Исходный текст:
■ ■ ■
Я храню ключи от дома и не получаю ID-паспорт, потому что в моем бумажном стоит печать Дебальцево — Вера Ястребова

Вера Ястребова — юрист, до войны жила в городе Дебальцево, с началом боевых действий переехала в Лисичанск.

До июля 2014 года, около 5 лет работала на различных должностях — секретаря, помощника судьи — в местном суде.

Сейчас занимает должность исполнительного директора Восточной правозащитной группы.

«В Дебальцево был небольшой суд: штатное расписание — до 50 человек. В таком суде контролировала работу в том числе и с аппаратом, принимала основные решения председатель суда. И в то время она поступила достаточно мудро. У нее была задача — сохранить аппарат, наши жизни и здоровье, и сохранить те усилия юристов, которые сейчас оформлены в дела и находятся на разбирательствах в суде, или в архивах, поскольку люди, которые начали появляться в городе с оружием в руках, большинство из них были ранее судимыми и мы знали, на что они могут пойти, то есть те, кто имел опыт отбывания наказания, которые были осуждены, но с испытанием. И здесь очень хорошо видно, что в таких случаях для этих людей наказание было недостаточным».

22 июля 2014 года сотрудники суда заметили, как в здание милиции подбежали вооруженные люди, забаррикадировали помещение, разоружили милиционеров, а затем — отправились в помещение суда.

«Председатель суда приказала закрыть дверь. У окон никто не стоял. Нас по залам развели, попросили тихо посидеть, может их мысли по захвату суда куда-то пройдут, так скажем. Этот план сработал. Они немного подежурили у суда и пошли в другую сторону. Знаете, если говорить об аналогиях, то мне это напоминает каких-то бродячих собак и агрессивно настроенных. И ты понимаешь — лучше идти по другой стороне улицы, или изменить маршрут, потому что ты понимаешь, что они могут тебя укусить. Вот и мы прислушались к инстинкту самосохранения».
■ ■ ■
Входные данные:
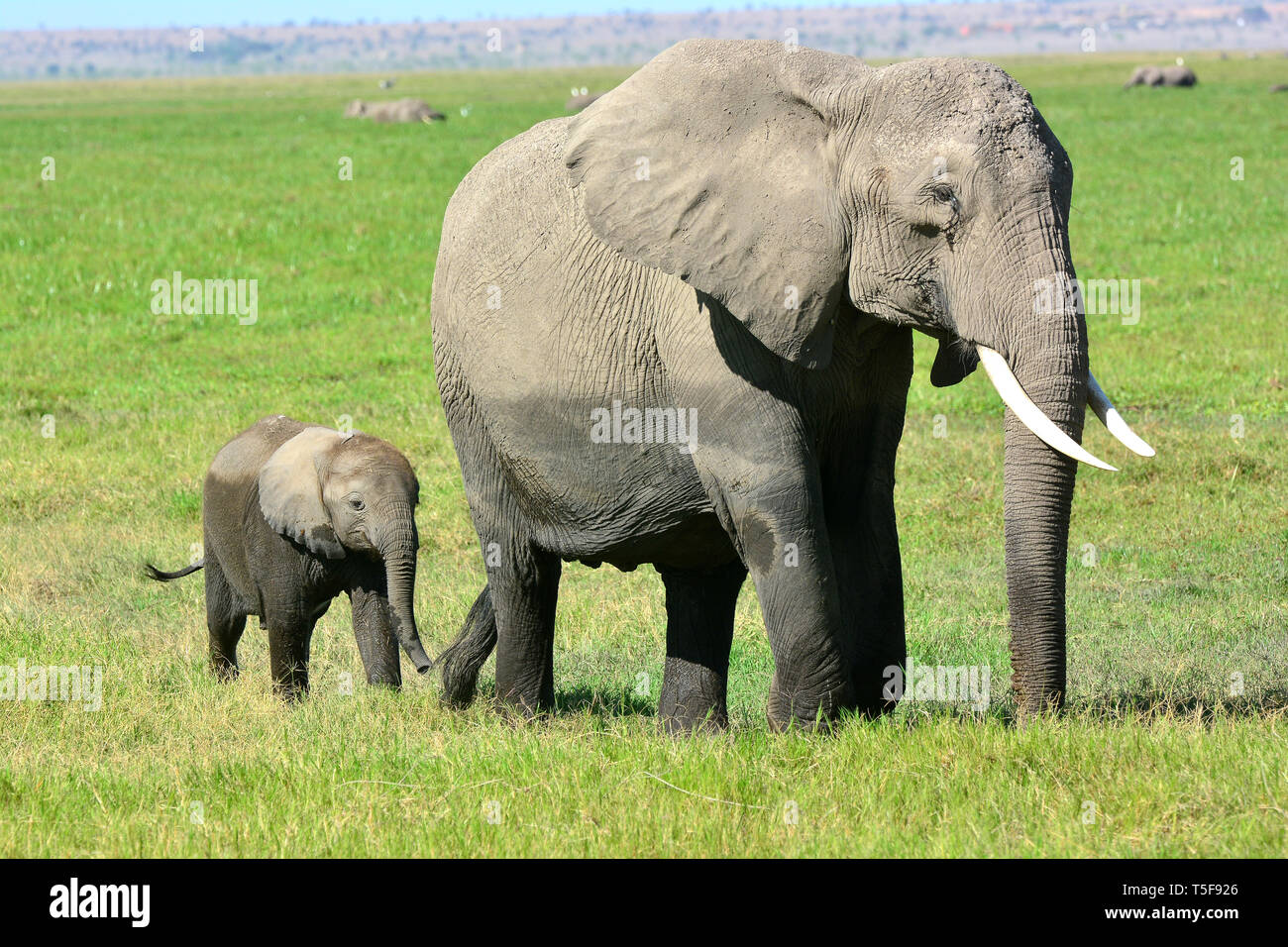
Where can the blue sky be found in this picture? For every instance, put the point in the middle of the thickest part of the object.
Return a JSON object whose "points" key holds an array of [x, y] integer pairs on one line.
{"points": [[62, 14]]}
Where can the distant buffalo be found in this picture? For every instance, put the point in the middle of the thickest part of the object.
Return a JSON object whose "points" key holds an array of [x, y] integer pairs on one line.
{"points": [[578, 102], [1168, 75], [399, 111]]}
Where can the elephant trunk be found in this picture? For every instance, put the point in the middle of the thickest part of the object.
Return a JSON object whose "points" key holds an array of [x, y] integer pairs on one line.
{"points": [[397, 544], [1048, 360]]}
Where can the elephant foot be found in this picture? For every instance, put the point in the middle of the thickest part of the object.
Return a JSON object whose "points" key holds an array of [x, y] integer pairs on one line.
{"points": [[809, 710], [694, 698], [224, 669]]}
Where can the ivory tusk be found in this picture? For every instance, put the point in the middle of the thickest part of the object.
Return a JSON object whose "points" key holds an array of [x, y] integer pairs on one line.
{"points": [[1033, 418], [1099, 402]]}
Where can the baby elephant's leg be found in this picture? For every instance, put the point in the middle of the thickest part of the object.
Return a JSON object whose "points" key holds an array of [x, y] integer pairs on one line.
{"points": [[288, 633], [224, 620], [373, 626]]}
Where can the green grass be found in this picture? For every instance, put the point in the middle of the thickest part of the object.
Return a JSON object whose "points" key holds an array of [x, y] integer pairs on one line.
{"points": [[240, 178]]}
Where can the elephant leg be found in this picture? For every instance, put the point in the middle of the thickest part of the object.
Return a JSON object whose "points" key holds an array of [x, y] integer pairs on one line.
{"points": [[373, 626], [858, 489], [781, 535], [288, 634], [699, 608], [524, 592], [224, 621], [870, 579]]}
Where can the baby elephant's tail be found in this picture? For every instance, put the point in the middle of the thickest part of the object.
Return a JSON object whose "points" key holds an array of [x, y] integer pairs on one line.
{"points": [[462, 661], [170, 577]]}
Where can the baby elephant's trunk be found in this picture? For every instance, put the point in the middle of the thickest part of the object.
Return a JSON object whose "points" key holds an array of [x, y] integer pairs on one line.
{"points": [[398, 552], [154, 573]]}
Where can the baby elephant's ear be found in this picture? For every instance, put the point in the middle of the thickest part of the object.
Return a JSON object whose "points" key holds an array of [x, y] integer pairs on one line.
{"points": [[290, 491]]}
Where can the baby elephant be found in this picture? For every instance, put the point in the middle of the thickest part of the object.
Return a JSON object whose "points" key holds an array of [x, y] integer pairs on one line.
{"points": [[292, 515]]}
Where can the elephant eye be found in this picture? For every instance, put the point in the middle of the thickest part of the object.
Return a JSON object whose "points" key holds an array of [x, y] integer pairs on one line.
{"points": [[944, 195]]}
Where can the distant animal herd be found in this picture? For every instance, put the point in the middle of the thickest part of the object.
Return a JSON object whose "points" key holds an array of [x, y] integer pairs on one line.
{"points": [[410, 110]]}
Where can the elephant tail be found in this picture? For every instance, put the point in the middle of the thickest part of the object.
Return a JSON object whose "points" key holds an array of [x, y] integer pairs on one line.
{"points": [[462, 661], [154, 573]]}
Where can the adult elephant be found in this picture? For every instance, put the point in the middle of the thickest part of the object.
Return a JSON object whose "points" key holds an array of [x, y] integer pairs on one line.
{"points": [[742, 237]]}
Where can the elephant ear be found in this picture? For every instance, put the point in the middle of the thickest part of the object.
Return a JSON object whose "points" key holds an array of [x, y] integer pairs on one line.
{"points": [[290, 491], [711, 163]]}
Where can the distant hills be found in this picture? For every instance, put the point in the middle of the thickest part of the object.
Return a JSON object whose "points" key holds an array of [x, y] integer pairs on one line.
{"points": [[892, 31]]}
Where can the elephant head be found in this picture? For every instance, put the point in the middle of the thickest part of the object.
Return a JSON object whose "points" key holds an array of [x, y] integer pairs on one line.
{"points": [[340, 493], [799, 188]]}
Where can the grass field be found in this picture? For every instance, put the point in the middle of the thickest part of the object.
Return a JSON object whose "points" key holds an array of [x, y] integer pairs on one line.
{"points": [[1177, 578]]}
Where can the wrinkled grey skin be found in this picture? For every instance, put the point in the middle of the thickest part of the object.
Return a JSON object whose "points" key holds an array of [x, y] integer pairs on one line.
{"points": [[1167, 75], [292, 515], [393, 112], [928, 195], [579, 102]]}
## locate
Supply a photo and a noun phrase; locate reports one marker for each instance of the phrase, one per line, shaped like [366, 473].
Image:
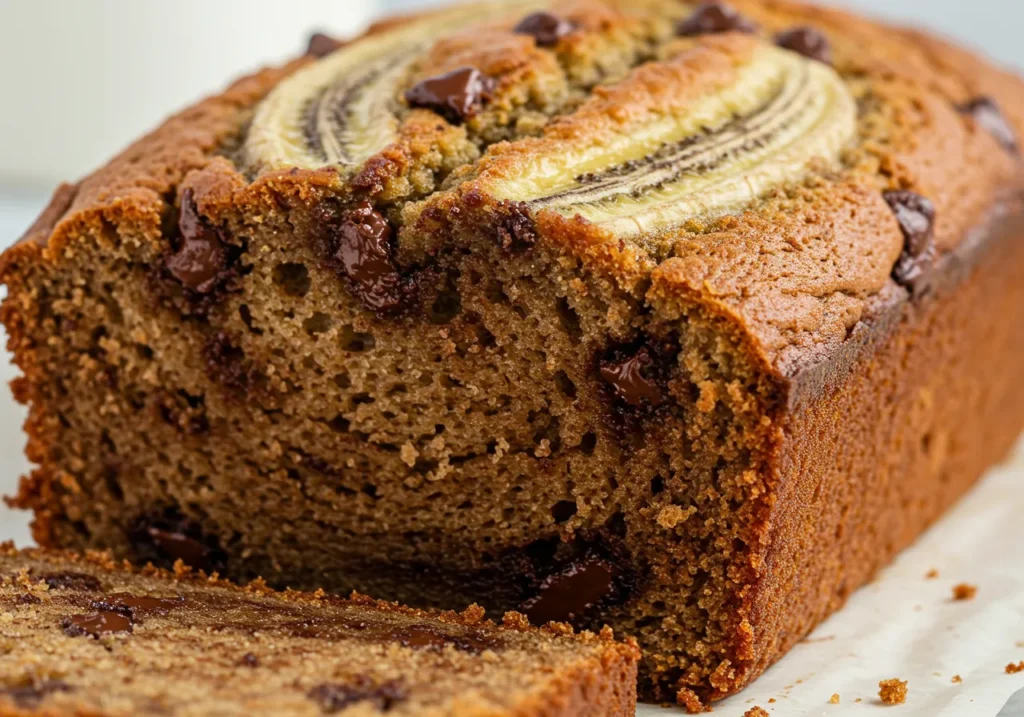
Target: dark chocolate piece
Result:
[547, 29]
[629, 378]
[97, 624]
[363, 247]
[336, 697]
[714, 17]
[809, 42]
[322, 45]
[567, 594]
[72, 581]
[987, 114]
[29, 696]
[200, 258]
[915, 215]
[455, 95]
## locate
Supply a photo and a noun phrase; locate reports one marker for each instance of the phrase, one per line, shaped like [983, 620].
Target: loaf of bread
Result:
[89, 636]
[679, 318]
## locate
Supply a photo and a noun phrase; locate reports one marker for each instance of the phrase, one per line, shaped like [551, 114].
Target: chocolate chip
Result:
[336, 697]
[547, 29]
[363, 248]
[425, 637]
[163, 540]
[135, 605]
[72, 581]
[987, 114]
[29, 696]
[630, 378]
[806, 41]
[714, 17]
[97, 624]
[567, 594]
[200, 258]
[322, 45]
[915, 215]
[456, 95]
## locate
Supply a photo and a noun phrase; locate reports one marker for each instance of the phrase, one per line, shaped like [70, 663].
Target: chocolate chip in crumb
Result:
[322, 45]
[987, 114]
[334, 698]
[809, 42]
[97, 624]
[630, 379]
[72, 581]
[714, 17]
[567, 594]
[547, 29]
[200, 257]
[915, 215]
[455, 95]
[363, 248]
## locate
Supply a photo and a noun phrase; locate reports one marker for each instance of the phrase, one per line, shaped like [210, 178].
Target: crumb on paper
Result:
[965, 591]
[892, 691]
[687, 699]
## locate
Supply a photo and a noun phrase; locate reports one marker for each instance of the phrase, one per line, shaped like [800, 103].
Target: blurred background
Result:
[82, 78]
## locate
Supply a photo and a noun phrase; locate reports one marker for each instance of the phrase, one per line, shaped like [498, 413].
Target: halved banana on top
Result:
[781, 113]
[344, 109]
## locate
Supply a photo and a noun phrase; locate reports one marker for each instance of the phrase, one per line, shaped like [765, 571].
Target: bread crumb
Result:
[892, 691]
[965, 591]
[673, 515]
[687, 699]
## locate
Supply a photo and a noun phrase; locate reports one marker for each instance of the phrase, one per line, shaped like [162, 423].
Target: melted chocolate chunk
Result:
[31, 694]
[568, 594]
[137, 605]
[455, 95]
[806, 41]
[166, 540]
[201, 258]
[72, 581]
[714, 17]
[986, 113]
[101, 623]
[915, 215]
[631, 380]
[322, 45]
[547, 29]
[336, 697]
[363, 248]
[427, 637]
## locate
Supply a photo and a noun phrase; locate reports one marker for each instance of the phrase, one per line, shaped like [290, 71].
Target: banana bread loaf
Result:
[679, 318]
[88, 636]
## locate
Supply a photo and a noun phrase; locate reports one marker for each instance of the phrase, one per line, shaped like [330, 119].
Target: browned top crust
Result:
[795, 267]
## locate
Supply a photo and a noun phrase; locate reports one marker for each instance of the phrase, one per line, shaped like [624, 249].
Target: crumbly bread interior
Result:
[86, 636]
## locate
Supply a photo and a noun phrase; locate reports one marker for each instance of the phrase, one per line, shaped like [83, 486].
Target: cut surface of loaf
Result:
[679, 318]
[91, 636]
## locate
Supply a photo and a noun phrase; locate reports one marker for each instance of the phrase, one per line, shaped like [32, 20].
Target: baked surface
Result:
[87, 635]
[682, 319]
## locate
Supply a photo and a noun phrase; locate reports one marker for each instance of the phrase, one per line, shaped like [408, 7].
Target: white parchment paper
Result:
[907, 626]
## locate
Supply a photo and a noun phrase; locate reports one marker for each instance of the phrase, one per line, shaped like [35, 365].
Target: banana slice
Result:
[344, 109]
[780, 114]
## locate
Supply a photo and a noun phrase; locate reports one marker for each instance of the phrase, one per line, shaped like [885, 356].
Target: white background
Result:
[81, 78]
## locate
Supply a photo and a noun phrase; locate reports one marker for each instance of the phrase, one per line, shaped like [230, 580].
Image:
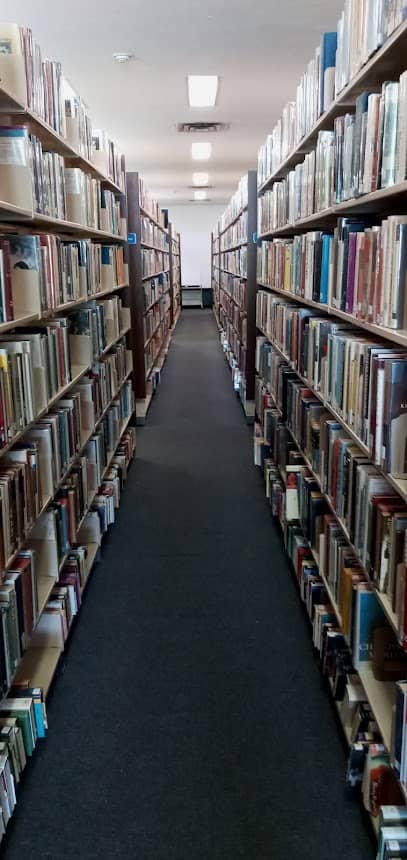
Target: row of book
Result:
[40, 182]
[235, 234]
[39, 84]
[360, 379]
[153, 235]
[154, 289]
[32, 471]
[237, 202]
[234, 262]
[41, 272]
[235, 288]
[365, 151]
[350, 637]
[150, 205]
[370, 517]
[363, 27]
[236, 317]
[359, 268]
[36, 363]
[155, 315]
[154, 346]
[154, 262]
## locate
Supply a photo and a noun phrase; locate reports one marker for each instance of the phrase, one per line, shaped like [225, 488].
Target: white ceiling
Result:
[259, 49]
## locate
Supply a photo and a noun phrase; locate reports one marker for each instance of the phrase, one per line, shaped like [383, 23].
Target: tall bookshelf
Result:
[312, 276]
[234, 261]
[151, 289]
[66, 376]
[175, 273]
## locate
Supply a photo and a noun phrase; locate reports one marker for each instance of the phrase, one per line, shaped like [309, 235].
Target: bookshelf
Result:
[234, 259]
[320, 194]
[66, 375]
[175, 273]
[154, 288]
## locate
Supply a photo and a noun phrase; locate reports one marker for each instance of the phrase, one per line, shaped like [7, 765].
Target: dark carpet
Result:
[189, 719]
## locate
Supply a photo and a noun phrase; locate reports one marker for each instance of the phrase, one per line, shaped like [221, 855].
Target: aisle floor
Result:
[189, 719]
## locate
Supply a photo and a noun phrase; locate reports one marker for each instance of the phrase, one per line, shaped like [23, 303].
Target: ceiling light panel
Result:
[201, 151]
[202, 90]
[200, 178]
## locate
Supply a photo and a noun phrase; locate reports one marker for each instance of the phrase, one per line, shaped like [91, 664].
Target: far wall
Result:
[195, 222]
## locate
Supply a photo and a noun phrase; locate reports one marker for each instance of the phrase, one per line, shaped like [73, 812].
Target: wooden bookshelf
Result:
[145, 380]
[387, 62]
[175, 272]
[248, 317]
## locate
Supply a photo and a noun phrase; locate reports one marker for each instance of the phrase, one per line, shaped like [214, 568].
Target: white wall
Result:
[195, 223]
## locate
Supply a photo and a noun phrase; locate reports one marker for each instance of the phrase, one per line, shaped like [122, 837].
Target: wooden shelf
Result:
[38, 667]
[153, 220]
[25, 218]
[235, 247]
[156, 274]
[399, 484]
[386, 63]
[233, 221]
[394, 335]
[15, 113]
[155, 248]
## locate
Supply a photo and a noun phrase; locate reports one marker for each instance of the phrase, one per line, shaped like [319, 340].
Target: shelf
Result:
[165, 293]
[38, 667]
[18, 114]
[12, 215]
[234, 247]
[399, 484]
[376, 202]
[386, 63]
[233, 221]
[156, 274]
[153, 220]
[395, 335]
[154, 248]
[381, 696]
[228, 272]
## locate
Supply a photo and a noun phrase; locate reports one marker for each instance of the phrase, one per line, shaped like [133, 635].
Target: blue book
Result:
[369, 615]
[327, 241]
[327, 74]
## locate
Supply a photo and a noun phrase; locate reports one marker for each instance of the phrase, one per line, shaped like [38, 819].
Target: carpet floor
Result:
[189, 720]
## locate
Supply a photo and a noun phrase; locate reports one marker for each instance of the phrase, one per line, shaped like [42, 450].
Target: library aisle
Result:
[189, 720]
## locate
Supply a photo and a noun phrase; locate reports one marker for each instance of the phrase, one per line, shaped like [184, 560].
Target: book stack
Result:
[153, 290]
[154, 262]
[40, 87]
[151, 234]
[66, 397]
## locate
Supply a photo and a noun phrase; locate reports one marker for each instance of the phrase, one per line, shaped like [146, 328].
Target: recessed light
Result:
[122, 57]
[202, 90]
[200, 178]
[201, 151]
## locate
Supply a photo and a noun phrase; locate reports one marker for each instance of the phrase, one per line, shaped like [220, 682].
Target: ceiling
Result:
[258, 49]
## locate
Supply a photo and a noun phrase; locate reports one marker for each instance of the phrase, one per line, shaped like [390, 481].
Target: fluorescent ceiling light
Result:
[201, 151]
[200, 178]
[202, 90]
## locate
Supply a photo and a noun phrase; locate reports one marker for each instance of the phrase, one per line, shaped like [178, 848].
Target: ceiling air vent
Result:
[202, 127]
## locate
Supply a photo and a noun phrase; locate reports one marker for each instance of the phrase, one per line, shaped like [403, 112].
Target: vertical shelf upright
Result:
[175, 273]
[151, 290]
[234, 282]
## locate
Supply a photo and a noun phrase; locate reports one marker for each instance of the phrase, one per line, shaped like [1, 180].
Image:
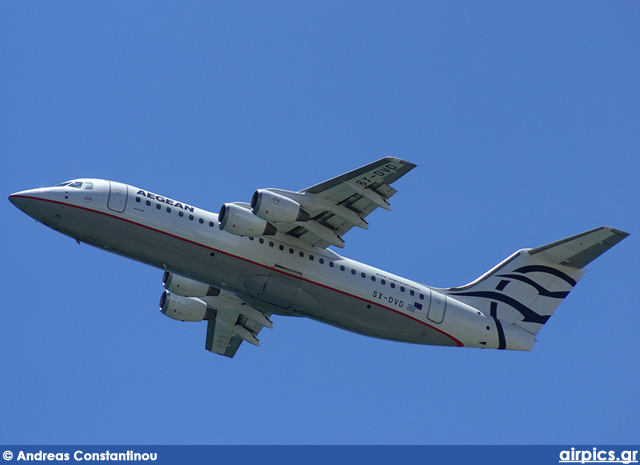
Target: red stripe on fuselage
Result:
[458, 343]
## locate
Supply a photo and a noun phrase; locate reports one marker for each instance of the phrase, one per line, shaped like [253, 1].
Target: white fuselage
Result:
[276, 275]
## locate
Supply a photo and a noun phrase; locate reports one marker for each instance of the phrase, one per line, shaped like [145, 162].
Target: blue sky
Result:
[523, 118]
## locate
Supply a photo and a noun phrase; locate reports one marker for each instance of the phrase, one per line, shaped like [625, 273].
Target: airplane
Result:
[237, 268]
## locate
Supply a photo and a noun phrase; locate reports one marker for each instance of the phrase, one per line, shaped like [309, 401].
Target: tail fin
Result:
[526, 288]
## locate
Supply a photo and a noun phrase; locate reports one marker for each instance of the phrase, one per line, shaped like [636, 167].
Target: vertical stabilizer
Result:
[526, 288]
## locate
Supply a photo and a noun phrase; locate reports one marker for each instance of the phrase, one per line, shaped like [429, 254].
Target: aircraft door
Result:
[117, 196]
[437, 308]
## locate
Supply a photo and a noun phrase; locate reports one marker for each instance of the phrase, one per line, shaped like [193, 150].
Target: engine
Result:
[276, 208]
[239, 220]
[187, 287]
[184, 308]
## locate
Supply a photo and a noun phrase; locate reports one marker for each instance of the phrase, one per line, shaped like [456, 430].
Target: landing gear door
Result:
[117, 196]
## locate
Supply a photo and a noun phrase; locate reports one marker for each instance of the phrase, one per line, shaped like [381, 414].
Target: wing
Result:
■ ■ ■
Обязательные задания:
a. Выпишите из записей все строки, в которых встречается слово «wooden».
b. Продолжите текст о Вере Ястребовой, начав сразу после его последнего предложения.
Текст о Вере Ястребовой и записи между собой никак не связаны.

Результаты по порядку:
a.
Target: wooden bookshelf
Target: wooden shelf

b.
Когда начались боевые действия, сотрудники суда перестали получать зарплату. Не было и никаких указаний относительно дальнейших действий аппарата суда, не предлагали эвакуацию и перевод в другие суды на работу.

«И даже авторитет судей… Возможно, он был услышан, но результата не было. Результат был после обращения тогда еще народного депутата Артура Леонидовича Палатного. После его депутатского запроса на нас действительно обратили внимание и поставили вопрос о предоставлении другого помещения для суда в поселке Мироновское и возвращения зарплаты работникам суда, потому что когда мы звонили что в Киев, что в Донецк — нам отвечали: город Дебальцево значится оккупированным.

То есть в августе, когда было очень жарко, и когда фактически город находился на линии разграничения, по факту у нас находились украинские военные, были патрули добровольческих батальонов. То есть фактически над городом восстановили контроль. Но из-за непосредственной близости к линии соприкосновения было сложно определить, к кому ближе мы находимся. На тот момент у меня было впечатление, что нет цели, чтобы мы оставались под контролем Украины».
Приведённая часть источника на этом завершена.